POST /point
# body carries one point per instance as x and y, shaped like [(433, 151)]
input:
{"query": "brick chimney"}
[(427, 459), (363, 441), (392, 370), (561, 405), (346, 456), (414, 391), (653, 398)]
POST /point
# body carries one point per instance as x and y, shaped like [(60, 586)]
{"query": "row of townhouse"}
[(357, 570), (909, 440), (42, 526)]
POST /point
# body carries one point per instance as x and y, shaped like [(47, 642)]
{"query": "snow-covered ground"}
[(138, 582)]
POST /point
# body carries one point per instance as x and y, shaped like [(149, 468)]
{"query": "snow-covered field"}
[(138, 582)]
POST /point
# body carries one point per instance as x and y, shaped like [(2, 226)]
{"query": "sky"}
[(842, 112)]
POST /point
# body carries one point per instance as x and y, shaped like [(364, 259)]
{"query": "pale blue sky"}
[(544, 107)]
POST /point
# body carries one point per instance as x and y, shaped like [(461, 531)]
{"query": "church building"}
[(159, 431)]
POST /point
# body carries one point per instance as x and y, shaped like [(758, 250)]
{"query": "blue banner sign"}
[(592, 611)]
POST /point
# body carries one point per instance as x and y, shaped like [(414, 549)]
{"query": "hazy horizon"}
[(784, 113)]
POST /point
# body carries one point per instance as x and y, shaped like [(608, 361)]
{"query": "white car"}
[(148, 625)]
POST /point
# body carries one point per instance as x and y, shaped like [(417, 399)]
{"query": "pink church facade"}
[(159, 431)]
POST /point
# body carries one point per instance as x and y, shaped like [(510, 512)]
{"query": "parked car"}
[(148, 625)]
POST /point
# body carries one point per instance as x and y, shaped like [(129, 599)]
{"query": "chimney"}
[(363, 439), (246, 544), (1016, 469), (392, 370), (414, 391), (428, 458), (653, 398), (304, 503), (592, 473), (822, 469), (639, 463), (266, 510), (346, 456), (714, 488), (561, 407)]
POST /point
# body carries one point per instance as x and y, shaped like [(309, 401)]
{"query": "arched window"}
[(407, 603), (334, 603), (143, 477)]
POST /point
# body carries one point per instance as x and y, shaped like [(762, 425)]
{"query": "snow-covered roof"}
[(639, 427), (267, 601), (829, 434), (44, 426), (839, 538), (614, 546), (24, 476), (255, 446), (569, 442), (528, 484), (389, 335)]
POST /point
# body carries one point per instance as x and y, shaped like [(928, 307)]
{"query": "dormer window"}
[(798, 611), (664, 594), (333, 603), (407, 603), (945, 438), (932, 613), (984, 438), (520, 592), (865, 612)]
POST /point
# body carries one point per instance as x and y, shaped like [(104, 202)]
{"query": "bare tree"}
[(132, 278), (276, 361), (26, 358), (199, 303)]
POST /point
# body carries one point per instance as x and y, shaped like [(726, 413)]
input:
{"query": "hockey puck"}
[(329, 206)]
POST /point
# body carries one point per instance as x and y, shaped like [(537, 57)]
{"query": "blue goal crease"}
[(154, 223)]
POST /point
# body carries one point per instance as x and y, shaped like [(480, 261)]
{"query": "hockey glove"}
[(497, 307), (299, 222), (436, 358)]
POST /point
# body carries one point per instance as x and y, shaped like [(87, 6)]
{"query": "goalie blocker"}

──────────────────────────────

▸ WORK REQUIRED: Reproduce word for word the lines of the records above, beginning at the first and ending with the line where "like [(417, 399)]" appears, and nothing past it.

▸ WRITTEN SOLUTION:
POST /point
# body carries one point per instance as x and y, shaped like [(433, 151)]
input:
{"query": "brick chimney"}
[(427, 459), (363, 441), (392, 370), (561, 405), (346, 456), (414, 391), (653, 398)]
POST /point
# body carries one point per instance as x and y, shaped like [(60, 586)]
{"query": "row of townhouse"}
[(357, 570), (909, 440), (42, 526)]
POST /point
# body carries one point per instance as x and y, shaped like [(47, 642)]
{"query": "snow-covered ground"}
[(138, 582)]
POST /point
# body carries one point per instance as x and y, shaped like [(149, 468)]
{"query": "snow-covered field"}
[(138, 582)]
POST /point
# body carries one point per instance as x and y, shaped like [(2, 226)]
{"query": "sky"}
[(842, 112)]
POST /point
# body carries one point per instance as x and y, shaped like [(364, 259)]
{"query": "pale blue sky"}
[(544, 107)]
POST /point
# body carries one point per instance as x and y, shaped like [(461, 531)]
{"query": "church building"}
[(159, 431)]
POST /point
# body carries one point per instance as x and y, shaped like [(758, 250)]
{"query": "blue banner sign"}
[(592, 611)]
POST /point
# body carries one point per instance as x and y, shaped like [(414, 549)]
{"query": "hazy horizon"}
[(784, 113)]
POST /point
# body carries one point per instance as x and y, shaped like [(608, 361)]
{"query": "white car"}
[(148, 625)]
POST /point
# body carries one point per instance as x and y, shaped like [(417, 399)]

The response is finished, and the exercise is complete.